▶ _AIM_:
How many lines in the rows below contain the string "barge", with case counting? Give only the number.

— BEGIN DATA TO USE —

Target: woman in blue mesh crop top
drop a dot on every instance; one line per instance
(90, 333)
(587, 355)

— END DATA TO USE —
— BEGIN DATA TO USE —

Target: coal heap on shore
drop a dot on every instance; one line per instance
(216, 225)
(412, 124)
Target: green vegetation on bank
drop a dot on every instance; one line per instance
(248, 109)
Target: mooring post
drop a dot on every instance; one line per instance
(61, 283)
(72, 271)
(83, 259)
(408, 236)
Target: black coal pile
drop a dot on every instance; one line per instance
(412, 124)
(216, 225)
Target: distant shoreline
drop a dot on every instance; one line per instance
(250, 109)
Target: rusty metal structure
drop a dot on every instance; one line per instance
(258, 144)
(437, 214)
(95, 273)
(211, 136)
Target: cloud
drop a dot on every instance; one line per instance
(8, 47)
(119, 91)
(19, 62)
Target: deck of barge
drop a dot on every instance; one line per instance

— END DATA TO USE —
— BEGIN DATA TO USE —

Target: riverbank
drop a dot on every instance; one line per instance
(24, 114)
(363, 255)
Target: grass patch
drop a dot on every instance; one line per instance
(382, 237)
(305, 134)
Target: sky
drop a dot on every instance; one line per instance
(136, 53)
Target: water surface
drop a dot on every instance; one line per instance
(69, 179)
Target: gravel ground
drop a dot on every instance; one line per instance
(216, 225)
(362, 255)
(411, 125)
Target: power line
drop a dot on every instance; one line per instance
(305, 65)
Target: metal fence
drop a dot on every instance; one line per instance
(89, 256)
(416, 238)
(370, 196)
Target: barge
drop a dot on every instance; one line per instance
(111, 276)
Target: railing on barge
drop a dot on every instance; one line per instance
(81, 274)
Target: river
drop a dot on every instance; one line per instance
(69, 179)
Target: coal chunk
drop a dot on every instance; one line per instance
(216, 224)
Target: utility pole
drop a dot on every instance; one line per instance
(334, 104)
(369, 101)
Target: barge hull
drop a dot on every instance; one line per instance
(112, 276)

— END DATA TO USE —

▶ _ANSWER FOR THE TASK_:
4